▽

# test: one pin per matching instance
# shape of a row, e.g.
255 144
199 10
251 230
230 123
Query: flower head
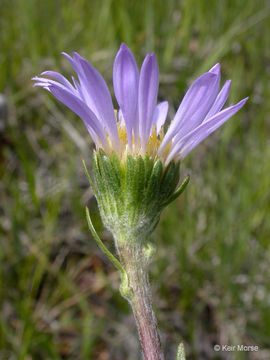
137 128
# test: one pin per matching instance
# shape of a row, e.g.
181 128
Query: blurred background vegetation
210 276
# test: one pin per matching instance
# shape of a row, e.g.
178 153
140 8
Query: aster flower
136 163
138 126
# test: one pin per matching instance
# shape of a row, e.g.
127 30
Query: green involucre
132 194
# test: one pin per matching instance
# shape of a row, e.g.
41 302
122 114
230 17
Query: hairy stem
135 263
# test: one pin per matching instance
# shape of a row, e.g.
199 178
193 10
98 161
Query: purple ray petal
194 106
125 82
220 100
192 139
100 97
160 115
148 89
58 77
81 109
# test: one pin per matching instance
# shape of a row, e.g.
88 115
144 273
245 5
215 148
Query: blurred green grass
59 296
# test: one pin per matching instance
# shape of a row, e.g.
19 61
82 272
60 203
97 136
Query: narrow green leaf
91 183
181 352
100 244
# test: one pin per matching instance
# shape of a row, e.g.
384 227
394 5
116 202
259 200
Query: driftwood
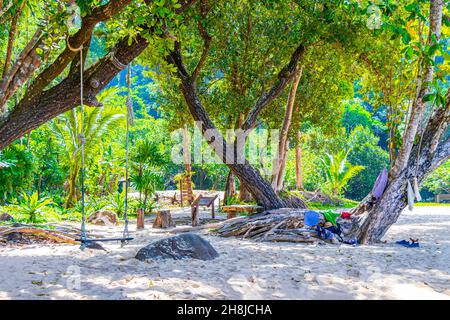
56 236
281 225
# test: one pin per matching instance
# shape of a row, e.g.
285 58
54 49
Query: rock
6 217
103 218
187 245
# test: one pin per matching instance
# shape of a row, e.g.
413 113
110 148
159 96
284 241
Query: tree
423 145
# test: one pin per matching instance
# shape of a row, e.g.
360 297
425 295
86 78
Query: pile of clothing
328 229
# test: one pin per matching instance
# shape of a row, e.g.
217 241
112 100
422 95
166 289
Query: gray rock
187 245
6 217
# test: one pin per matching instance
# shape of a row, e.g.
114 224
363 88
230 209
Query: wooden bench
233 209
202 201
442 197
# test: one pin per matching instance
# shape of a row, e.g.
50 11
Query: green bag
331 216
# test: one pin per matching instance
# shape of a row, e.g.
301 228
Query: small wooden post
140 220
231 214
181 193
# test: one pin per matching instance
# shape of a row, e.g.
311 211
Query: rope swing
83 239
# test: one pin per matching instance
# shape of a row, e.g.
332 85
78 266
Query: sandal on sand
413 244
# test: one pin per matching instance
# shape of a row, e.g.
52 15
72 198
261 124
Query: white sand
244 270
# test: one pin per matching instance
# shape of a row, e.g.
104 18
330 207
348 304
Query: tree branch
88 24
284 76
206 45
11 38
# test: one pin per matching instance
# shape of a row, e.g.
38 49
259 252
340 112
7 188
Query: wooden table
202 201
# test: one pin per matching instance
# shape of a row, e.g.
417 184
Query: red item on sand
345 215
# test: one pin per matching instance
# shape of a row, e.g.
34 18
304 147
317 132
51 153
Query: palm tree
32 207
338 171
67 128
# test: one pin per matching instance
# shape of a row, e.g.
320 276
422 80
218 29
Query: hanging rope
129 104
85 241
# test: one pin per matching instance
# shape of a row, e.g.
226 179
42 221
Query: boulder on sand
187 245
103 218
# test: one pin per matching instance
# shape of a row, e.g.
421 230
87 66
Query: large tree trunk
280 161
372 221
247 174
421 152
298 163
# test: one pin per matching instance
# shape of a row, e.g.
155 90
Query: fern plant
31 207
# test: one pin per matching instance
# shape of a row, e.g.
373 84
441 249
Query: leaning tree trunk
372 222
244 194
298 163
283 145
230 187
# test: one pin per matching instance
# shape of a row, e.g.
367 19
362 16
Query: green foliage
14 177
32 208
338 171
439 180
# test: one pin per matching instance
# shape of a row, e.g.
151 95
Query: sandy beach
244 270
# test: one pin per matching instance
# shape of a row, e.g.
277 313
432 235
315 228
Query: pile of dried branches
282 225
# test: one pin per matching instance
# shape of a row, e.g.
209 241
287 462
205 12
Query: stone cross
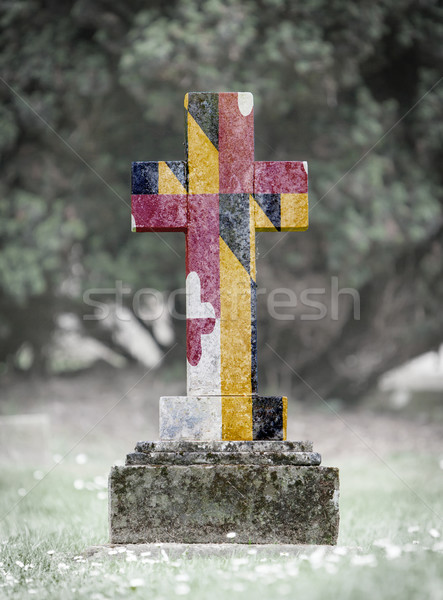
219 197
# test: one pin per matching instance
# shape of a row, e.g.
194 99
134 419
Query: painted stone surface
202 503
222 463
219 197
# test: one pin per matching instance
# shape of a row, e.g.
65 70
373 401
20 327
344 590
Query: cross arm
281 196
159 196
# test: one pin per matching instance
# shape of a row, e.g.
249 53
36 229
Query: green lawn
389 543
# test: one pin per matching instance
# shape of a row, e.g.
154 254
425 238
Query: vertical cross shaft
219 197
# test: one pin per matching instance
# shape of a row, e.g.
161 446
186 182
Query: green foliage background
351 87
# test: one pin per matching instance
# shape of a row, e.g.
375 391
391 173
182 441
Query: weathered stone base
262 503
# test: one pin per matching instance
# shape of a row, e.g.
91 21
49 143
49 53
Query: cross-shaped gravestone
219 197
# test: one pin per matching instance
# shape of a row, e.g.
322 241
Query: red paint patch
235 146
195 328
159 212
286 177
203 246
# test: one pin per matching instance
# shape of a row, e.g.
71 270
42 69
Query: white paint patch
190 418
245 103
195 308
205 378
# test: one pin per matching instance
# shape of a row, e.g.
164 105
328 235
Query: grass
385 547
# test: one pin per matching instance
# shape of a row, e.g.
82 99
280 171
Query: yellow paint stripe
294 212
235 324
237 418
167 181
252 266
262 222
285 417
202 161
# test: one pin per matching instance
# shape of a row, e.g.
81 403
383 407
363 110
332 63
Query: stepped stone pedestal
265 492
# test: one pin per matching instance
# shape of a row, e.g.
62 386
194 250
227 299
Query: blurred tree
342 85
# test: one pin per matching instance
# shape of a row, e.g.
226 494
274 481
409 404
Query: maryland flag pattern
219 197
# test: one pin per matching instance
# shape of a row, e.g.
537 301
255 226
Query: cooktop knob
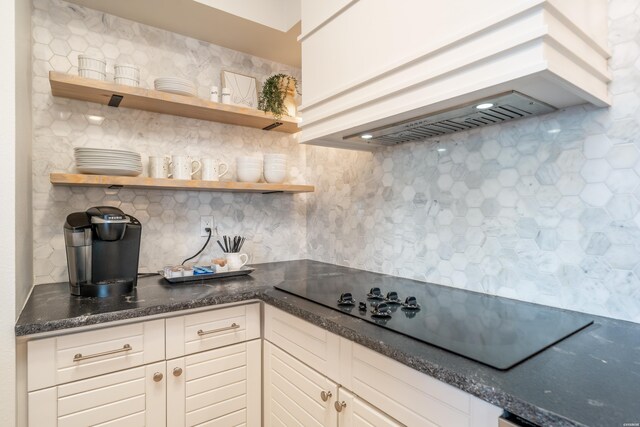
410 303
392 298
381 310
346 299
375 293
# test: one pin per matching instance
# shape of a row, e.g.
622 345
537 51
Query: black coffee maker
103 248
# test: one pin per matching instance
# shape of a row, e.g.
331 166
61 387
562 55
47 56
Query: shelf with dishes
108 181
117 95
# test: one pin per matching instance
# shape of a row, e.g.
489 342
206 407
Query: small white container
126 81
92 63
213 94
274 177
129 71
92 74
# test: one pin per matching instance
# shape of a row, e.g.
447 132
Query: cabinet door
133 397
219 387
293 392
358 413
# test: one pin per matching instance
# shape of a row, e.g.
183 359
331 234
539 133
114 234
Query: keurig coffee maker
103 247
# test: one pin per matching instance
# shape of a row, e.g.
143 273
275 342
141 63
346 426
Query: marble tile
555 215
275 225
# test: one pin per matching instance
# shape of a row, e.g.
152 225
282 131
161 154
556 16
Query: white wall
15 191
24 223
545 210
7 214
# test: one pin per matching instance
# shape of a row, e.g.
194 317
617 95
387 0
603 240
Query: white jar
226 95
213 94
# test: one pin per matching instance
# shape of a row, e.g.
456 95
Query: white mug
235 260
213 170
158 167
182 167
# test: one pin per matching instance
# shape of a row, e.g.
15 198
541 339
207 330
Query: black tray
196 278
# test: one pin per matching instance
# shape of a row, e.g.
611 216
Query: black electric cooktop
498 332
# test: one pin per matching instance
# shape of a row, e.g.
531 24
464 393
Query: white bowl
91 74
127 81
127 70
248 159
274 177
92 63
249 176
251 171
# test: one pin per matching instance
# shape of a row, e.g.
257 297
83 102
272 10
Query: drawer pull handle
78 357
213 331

△
▽

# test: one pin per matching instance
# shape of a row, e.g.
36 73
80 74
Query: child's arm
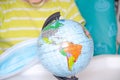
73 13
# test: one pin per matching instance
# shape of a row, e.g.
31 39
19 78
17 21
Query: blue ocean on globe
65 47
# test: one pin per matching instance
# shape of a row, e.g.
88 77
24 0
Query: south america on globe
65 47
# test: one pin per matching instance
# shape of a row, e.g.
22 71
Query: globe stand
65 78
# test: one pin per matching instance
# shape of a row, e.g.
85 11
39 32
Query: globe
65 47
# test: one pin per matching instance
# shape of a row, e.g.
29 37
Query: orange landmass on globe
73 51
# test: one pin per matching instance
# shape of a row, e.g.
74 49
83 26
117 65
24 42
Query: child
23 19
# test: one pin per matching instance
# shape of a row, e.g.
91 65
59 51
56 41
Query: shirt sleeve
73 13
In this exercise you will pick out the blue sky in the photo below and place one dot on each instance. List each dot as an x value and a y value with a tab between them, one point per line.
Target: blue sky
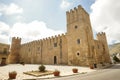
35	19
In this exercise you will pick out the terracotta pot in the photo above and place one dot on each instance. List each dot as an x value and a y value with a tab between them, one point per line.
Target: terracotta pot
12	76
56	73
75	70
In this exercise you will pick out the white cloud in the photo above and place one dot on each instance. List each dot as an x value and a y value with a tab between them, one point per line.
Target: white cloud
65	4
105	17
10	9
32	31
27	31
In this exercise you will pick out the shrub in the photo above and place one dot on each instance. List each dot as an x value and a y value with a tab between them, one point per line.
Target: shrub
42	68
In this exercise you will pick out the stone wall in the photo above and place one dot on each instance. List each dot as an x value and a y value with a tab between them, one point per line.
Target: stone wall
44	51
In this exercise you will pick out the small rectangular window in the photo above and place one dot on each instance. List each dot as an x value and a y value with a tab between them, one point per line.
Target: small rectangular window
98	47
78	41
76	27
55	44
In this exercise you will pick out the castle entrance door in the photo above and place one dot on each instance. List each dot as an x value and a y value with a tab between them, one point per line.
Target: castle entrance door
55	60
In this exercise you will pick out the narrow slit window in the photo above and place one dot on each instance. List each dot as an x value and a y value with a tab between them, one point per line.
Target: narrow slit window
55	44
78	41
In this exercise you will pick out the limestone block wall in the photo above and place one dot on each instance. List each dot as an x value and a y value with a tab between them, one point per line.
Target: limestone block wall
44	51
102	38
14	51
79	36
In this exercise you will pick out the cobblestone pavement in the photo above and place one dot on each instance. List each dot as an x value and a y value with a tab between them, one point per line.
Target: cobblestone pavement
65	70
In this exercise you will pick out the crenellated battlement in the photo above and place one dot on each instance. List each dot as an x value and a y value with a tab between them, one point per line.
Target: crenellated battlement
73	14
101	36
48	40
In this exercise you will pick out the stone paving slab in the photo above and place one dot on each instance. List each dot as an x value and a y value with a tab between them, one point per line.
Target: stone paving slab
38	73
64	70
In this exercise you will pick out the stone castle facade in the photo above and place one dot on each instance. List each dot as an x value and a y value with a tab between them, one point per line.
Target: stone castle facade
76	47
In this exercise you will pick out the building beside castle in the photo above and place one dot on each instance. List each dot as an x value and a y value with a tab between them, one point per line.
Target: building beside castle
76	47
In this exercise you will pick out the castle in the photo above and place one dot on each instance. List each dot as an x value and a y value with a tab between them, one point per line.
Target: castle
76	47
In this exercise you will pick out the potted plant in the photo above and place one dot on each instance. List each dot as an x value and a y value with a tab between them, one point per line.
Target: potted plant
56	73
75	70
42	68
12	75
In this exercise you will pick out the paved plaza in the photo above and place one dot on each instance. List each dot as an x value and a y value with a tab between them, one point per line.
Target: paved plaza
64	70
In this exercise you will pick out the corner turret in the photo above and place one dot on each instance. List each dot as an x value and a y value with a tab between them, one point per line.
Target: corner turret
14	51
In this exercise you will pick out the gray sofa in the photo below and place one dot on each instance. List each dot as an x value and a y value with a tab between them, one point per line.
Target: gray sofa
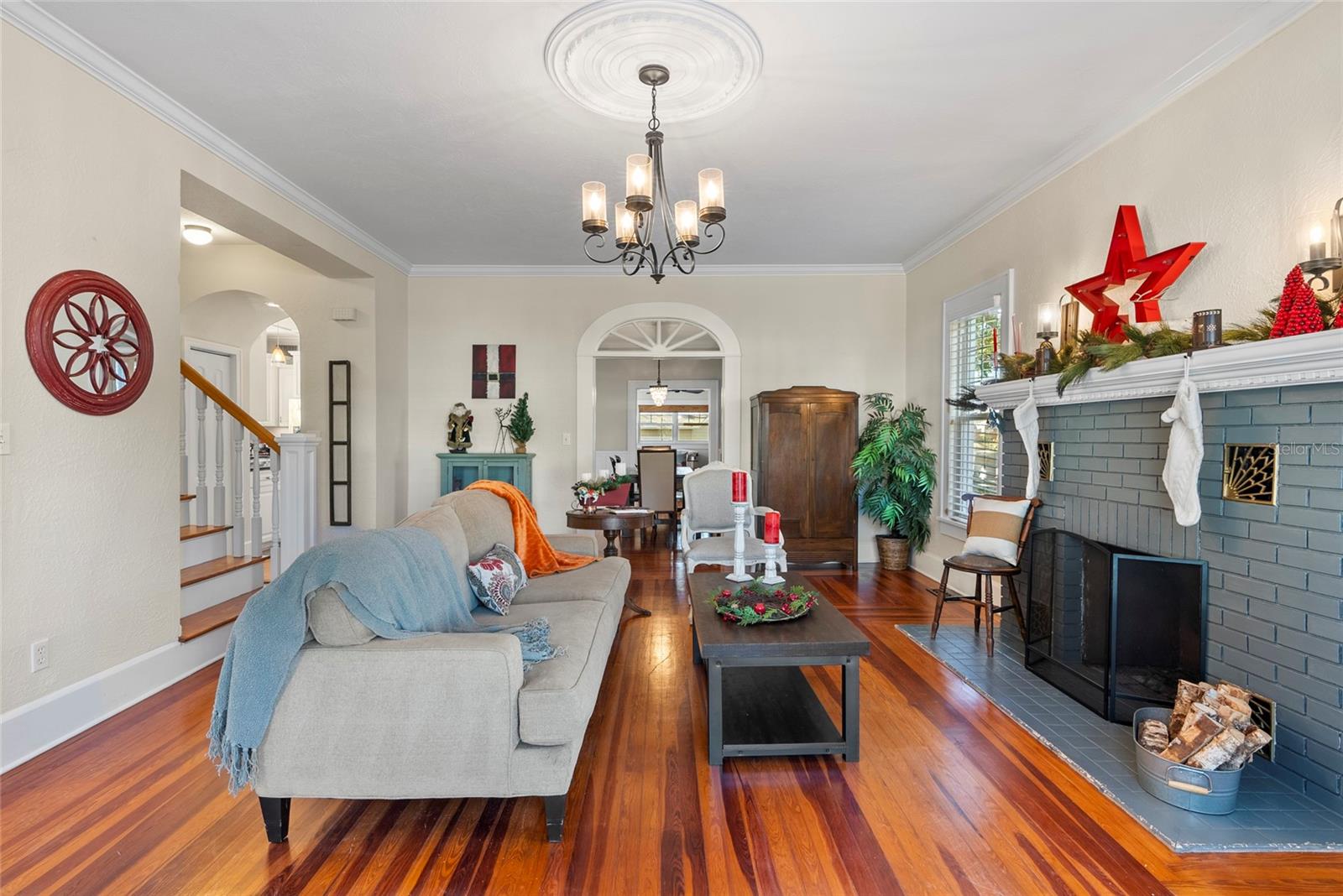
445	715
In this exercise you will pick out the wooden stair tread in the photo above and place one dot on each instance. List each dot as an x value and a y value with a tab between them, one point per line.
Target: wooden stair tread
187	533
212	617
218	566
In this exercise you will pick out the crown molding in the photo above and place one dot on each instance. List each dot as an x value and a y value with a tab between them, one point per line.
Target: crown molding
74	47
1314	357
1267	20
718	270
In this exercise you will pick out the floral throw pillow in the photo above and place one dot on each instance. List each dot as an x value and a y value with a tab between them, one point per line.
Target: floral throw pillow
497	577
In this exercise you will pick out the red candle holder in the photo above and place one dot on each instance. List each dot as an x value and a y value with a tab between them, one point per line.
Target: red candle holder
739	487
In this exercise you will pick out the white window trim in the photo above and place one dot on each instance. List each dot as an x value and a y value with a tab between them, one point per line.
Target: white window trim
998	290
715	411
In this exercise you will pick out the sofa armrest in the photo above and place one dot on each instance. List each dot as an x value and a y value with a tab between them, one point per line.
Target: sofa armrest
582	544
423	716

△
▽

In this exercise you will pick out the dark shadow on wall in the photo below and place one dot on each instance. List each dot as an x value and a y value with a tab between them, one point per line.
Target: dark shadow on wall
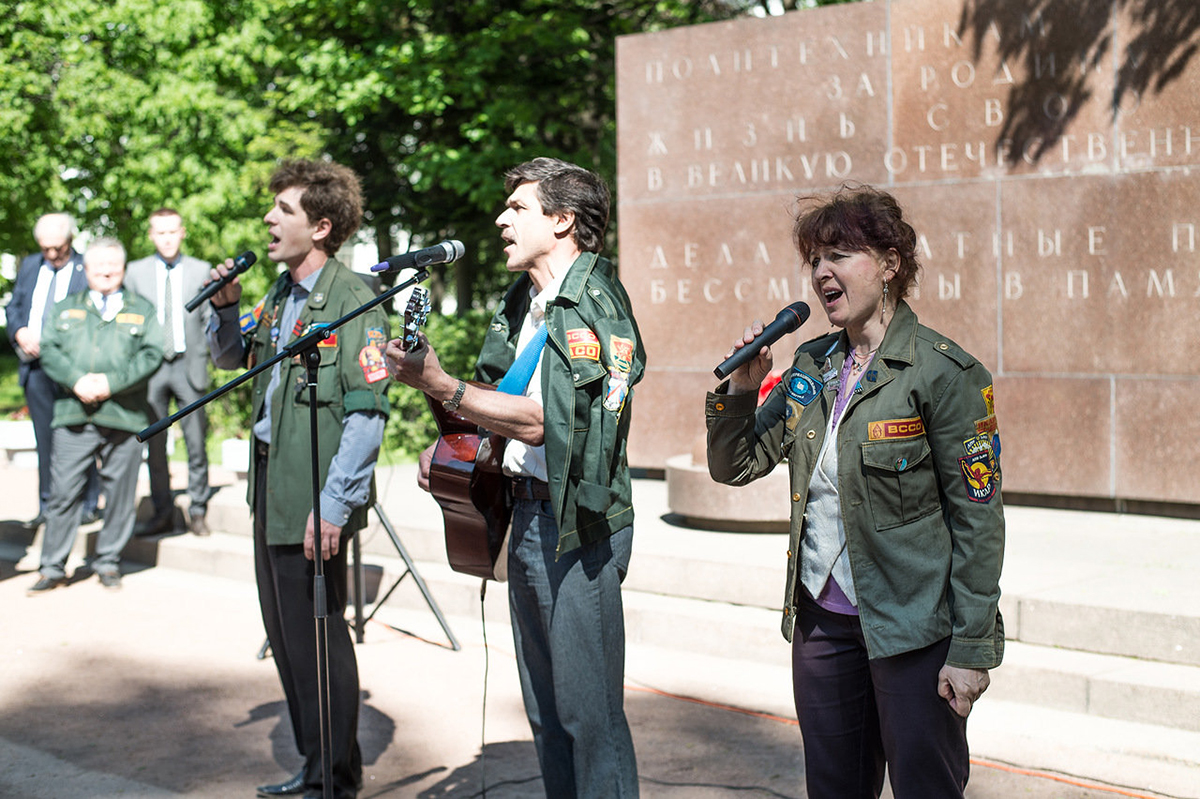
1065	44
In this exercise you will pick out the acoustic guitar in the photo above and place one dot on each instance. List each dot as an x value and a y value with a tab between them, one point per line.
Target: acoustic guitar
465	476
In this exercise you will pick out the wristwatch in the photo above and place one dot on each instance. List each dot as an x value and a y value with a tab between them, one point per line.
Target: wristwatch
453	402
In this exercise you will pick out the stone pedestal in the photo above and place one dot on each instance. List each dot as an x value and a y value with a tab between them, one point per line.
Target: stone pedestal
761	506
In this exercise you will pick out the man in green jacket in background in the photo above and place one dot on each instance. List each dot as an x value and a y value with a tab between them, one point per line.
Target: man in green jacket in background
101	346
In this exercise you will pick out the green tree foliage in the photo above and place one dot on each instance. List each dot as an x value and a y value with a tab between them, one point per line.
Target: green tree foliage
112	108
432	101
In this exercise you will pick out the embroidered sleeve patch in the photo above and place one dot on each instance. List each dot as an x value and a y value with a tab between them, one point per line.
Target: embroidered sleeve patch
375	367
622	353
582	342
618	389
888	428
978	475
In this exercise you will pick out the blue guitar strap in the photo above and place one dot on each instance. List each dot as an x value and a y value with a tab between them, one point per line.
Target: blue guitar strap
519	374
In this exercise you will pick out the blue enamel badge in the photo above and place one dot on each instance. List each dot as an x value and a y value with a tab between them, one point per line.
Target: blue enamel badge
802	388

△

Description of the task – Among the lines of the data, identify those with the word "below". Copy each of them.

Task response –
In this exercise you will pick out the blue sky in the photo below and place one dot on each instance. List each dot as an x value and a y value with a tab between them, one point per line.
In this exercise you will pick out the gray sofa in the photo below and place one dot on each instance. List each dot as an x value and a y value with a tab between them, one point per line.
In this exercise you will pick out the dark shadow on wall in the photo below and place one dot on each instance. List each dot as an x value and a y value with a tab between them, one point per line.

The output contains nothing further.